Supplied text:
==========
Schedules be damned. We arrive early to check out the pre-game action in the lounge. The place is packed - with a very specific type of fan.

"There are a lot of floaters in here," my ever-astute boyfriend observes.

He is referring to the plethora of bouncy breast implants in the crowd. Interestingly enough, I have only noticed the many groups of men in the room, all busily wolfing down pizzas and pitchers of beer.

We take the two remaining seats at the end of the bar. The Toronto Maple Leafs are losing, we gleefully note, glancing up at the game on a giant plasma screen atop the bar.

The restaurant décor might be pleasantly described as a dog's breakfast. It's a vast warehouse space covered in various expanses of expensive-looking, but ill-matching planks of wood. Round silk chandeliers hanging from the ceiling look like puffy wagon wheels, while sculptures suspended from the doorways resemble giant wood chimes made of plastic discs. A scattering of artificial Christmas trees with blinking lights only helps to accentuate the tacky shopping-mall theme.

In its previous life, as Wilson's, the steakhouse was owned by the West Vancouver MP Blair Wilson, who recently resigned from the Liberal caucus while the Elections Commissioner investigates the financial reports from his 2006 campaign.

It is now owned by the Points West Hospitality Group, a consortium of present and past sports stars that also owns Saltaire in West Vancouver and Darcy's Pub in Vancouver.

The professional hockey and football players within the ownership (Steve Passmore, Darryl Sydor and Mitch Berger among them) are represented by a column of jersey numbers lit up next to the front door.
==========
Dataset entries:
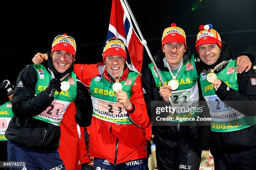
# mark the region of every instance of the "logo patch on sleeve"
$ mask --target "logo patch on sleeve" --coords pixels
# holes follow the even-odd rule
[[[126,80],[125,82],[125,85],[128,85],[131,86],[131,82],[133,81],[132,79],[128,79]]]
[[[228,67],[227,74],[233,74],[235,73],[235,67]]]
[[[256,85],[256,78],[251,78],[251,83],[252,86]]]
[[[70,77],[69,77],[69,83],[71,85],[74,86],[74,79]]]

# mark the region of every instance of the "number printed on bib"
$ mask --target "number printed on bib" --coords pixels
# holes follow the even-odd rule
[[[124,108],[123,104],[113,102],[107,102],[99,100],[98,108],[101,111],[113,114],[124,114]]]
[[[63,104],[53,102],[41,114],[54,117],[59,117],[64,107]]]

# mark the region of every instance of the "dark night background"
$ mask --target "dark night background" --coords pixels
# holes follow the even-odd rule
[[[46,53],[54,38],[66,33],[75,38],[76,63],[102,61],[112,1],[75,1],[39,4],[10,1],[2,5],[1,78],[14,84],[19,72],[37,52]],[[185,31],[193,53],[200,25],[211,23],[233,56],[248,51],[256,56],[255,0],[128,0],[153,55],[161,48],[163,31],[172,23]],[[8,4],[10,3],[10,4]],[[193,5],[198,7],[192,10]],[[28,5],[28,6],[26,6]],[[194,7],[195,8],[195,7]],[[144,48],[143,65],[149,58]]]

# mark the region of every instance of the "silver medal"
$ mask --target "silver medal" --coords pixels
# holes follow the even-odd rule
[[[172,90],[175,90],[179,87],[179,83],[175,80],[172,80],[168,82],[168,86],[171,86]]]
[[[115,82],[113,84],[112,89],[115,92],[117,92],[118,90],[122,90],[123,89],[123,86],[122,84],[119,82]]]
[[[69,90],[69,87],[70,87],[70,85],[69,85],[69,84],[67,82],[67,81],[62,81],[61,83],[61,89],[63,91],[67,91],[67,90]]]

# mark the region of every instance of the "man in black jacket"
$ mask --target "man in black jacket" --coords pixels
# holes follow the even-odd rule
[[[164,31],[162,38],[163,51],[154,58],[163,80],[166,84],[175,76],[174,79],[178,80],[179,84],[177,89],[173,89],[171,92],[171,87],[161,85],[152,64],[142,71],[144,97],[150,118],[153,117],[151,116],[152,101],[164,99],[168,102],[168,97],[172,94],[172,97],[174,104],[179,105],[179,102],[180,102],[179,101],[184,100],[182,101],[184,104],[184,107],[186,107],[186,103],[188,101],[195,102],[199,99],[197,80],[203,63],[200,62],[198,55],[191,54],[186,43],[184,31],[177,27],[175,24],[172,24],[171,27],[166,28]],[[231,57],[228,47],[225,43],[223,46],[222,53]],[[250,58],[253,58],[248,53],[241,55],[249,56]],[[238,60],[245,57],[241,56]],[[170,67],[169,69],[168,65]],[[243,69],[246,67],[243,67]],[[174,115],[182,117],[189,116],[186,113]],[[154,121],[155,120],[153,120],[153,124]],[[190,126],[183,125],[184,123],[174,122],[172,126],[154,127],[154,142],[156,143],[159,169],[199,169],[202,152],[201,129],[195,123],[191,123]]]
[[[215,170],[256,169],[256,74],[236,73],[236,61],[222,55],[220,37],[201,25],[195,46],[205,64],[200,76],[211,115],[210,150]]]
[[[65,169],[57,150],[63,114],[74,101],[77,112],[87,116],[87,126],[91,119],[90,94],[73,71],[76,51],[72,37],[58,36],[47,62],[28,65],[20,73],[15,116],[5,133],[9,161],[26,161],[28,170]]]
[[[0,160],[7,161],[7,139],[5,133],[13,116],[12,99],[14,86],[8,80],[0,83]]]

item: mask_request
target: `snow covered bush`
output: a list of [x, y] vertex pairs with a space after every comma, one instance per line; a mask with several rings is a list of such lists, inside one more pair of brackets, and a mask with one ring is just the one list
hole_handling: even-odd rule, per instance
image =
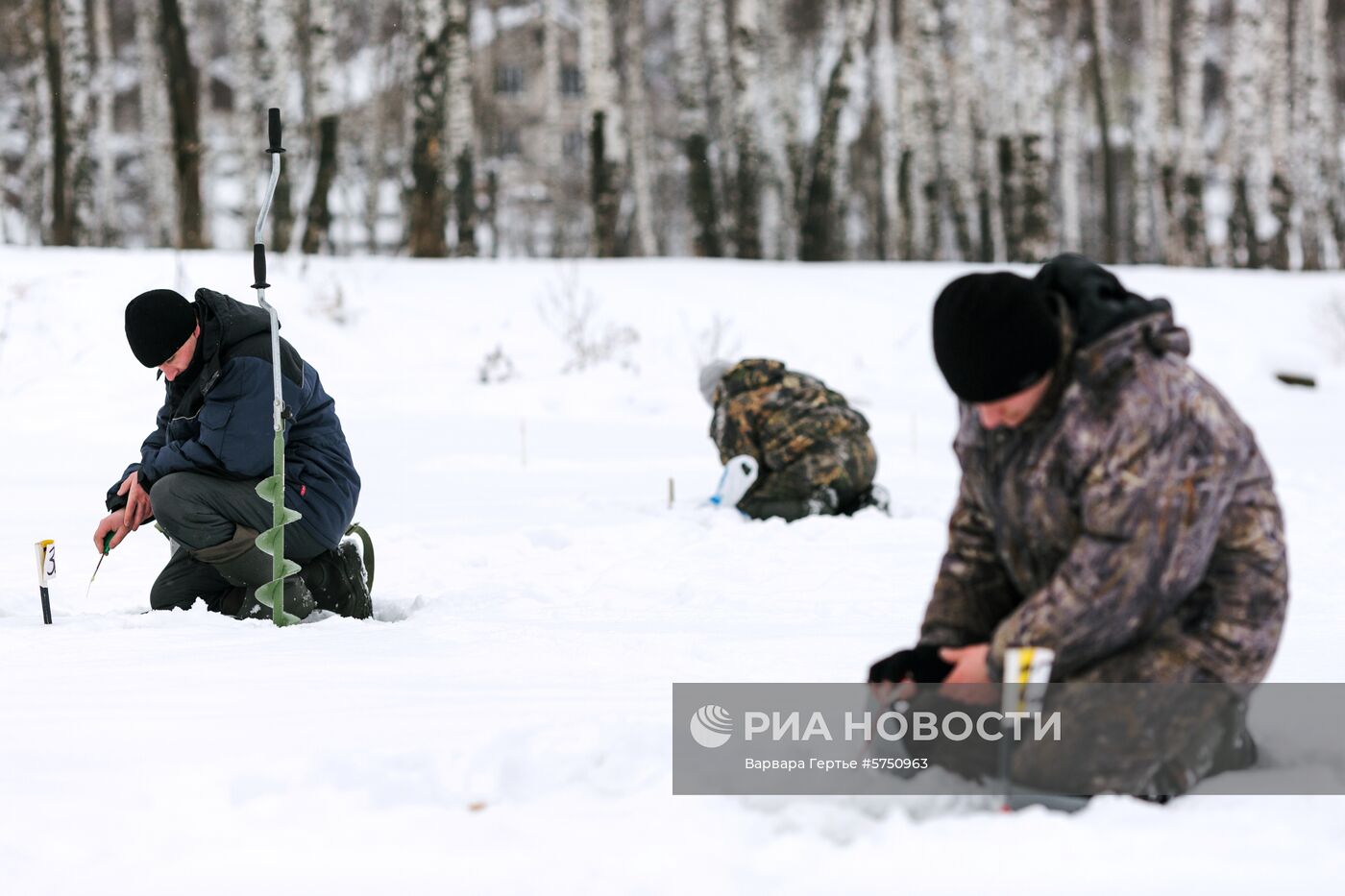
[[601, 303], [580, 283], [574, 265], [562, 268], [546, 287], [538, 301], [542, 322], [561, 338], [569, 350], [569, 361], [561, 373], [582, 373], [589, 367], [616, 362], [624, 370], [638, 370], [632, 348], [640, 342], [633, 327], [603, 322]]

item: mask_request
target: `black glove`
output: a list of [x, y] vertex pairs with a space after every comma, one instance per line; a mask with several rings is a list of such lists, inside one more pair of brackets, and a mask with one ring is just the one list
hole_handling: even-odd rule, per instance
[[873, 663], [869, 667], [869, 683], [898, 682], [909, 675], [916, 682], [933, 685], [947, 678], [951, 671], [952, 663], [939, 658], [937, 646], [919, 644], [908, 650], [898, 650], [886, 659]]

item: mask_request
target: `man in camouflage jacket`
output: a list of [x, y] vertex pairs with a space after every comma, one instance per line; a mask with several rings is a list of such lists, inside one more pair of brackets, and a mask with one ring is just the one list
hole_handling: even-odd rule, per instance
[[714, 408], [720, 463], [738, 455], [759, 463], [738, 510], [794, 521], [854, 513], [870, 500], [878, 457], [869, 421], [820, 379], [753, 358], [706, 366], [701, 389]]
[[[1024, 323], [1034, 303], [1057, 334], [1053, 363], [1049, 336]], [[1262, 681], [1289, 600], [1280, 509], [1251, 429], [1186, 363], [1169, 303], [1061, 256], [1033, 281], [950, 284], [935, 331], [962, 398], [962, 484], [920, 644], [870, 679], [917, 662], [935, 681], [993, 681], [1007, 647], [1033, 646], [1054, 651], [1053, 681]], [[1216, 717], [1240, 735], [1219, 706], [1184, 713], [1170, 756], [1106, 788], [1151, 791], [1166, 766], [1169, 792], [1185, 790], [1213, 771], [1196, 732]]]

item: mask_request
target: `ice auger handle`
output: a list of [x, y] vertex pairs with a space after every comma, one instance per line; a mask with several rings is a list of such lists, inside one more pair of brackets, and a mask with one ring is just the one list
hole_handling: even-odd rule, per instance
[[253, 289], [265, 289], [266, 283], [266, 246], [260, 242], [253, 244]]
[[280, 145], [280, 109], [266, 110], [266, 130], [270, 136], [270, 148], [266, 152], [284, 152]]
==========
Explore the material:
A) Repeat word for word the part of the restaurant review that opens with the words containing "In its previous" and closes with "the front door.".
B) Please list every person named in the restaurant review.
C) Go on with the restaurant review from the point where it stops.
The dataset entries have nothing to do with what comes next.

Results:
A)
In its previous life, as Wilson's, the steakhouse was owned by the West Vancouver MP Blair Wilson, who recently resigned from the Liberal caucus while the Elections Commissioner investigates the financial reports from his 2006 campaign.

It is now owned by the Points West Hospitality Group, a consortium of present and past sports stars that also owns Saltaire in West Vancouver and Darcy's Pub in Vancouver.

The professional hockey and football players within the ownership (Steve Passmore, Darryl Sydor and Mitch Berger among them) are represented by a column of jersey numbers lit up next to the front door.

B) Blair Wilson, Steve Passmore, Darryl Sydor, Mitch Berger

C)
"Why do you think they've put all these mirrors above the TVs?" my guy asks.

To better show off the floaters, of course.

SECOND PERIOD

The restaurant clears out as it gets closer to game time. By 7 p.m., we are the only people in the dining room who don't have grey hair.

Our server, a polite young gentleman, admits he doesn't care one whit for hockey either. He says he actually has no idea who the restaurant owners are and has never met them.

We like him immediately.

Chef Thai Ngo, who worked for four years as a personal cook to Hollywood actor Wesley Snipes, pares down the menu for game night.

When we ask about prime rib, the house specialty, the waiter says he'll have to check on the "colour." You obviously shouldn't expect much more than dregs on a game night.

The colour of the prime rib is apparently good.

The chartreuse tinge of West Coast Seafood Chowder ($7) is not. The sweet-corn soup tastes more like leek; the clumps of seafood are not all discernible.

A flat deck pizza ($12) is crispy. I think the crust is made with two sheets of puff pastry. The Mediterranean toppings (artichokes and olives) are of the rubbery, canned variety.

The prime rib (a regular 14-ounce cut for $26) is actually cut from USDA prime rib, the highest-quality grade of animal butchered. The chef has saved us a nice pink piece that's not too flabby. Unfortunately, the Yorkshire pudding that accompanies it is dry and bland.

The California Ribeye (14 ounces at $34) is also prime beef, so juicy and tender you could cut it with a spoon. But prime beef is supposed to be nicely marbled; this piece is grotesquely veined with fat. I'd say the fat takes up about half the plate.

We mention this to the waiter. A little while later, the manager comes over and offers to bring us a new steak. Thanks, but we're full by now.

THIRD PERIOD

Sidney Crosby and Roberto Luongo are going head-to-head in overtime - and then again, in a shootout.

Even I, the hockey pagan, can't miss the frisson.

Everyone in the room, servers included, has their eyes glued to the game. Even the waitresses standing by the line in the kitchen have stopped chomping on their carrot sticks long enough to pay attention. (Doors might be a nice addition.)

Weirdly, though, the dining-room music is still swaying over the play-by-play.

The game ends. The Canucks lose. The blue-rinse crowd clears out. The spillover from GM Place crawls in.

Sid the Kid never makes it to the restaurant. Guess he has better things to do.

The blonde in the zebra print doesn't give up her position for the rest of the night. The Penguins still don't pay her any attention.

Much like the restaurant - or tonight's game - she seems strangely heroic, but sadly pathetic.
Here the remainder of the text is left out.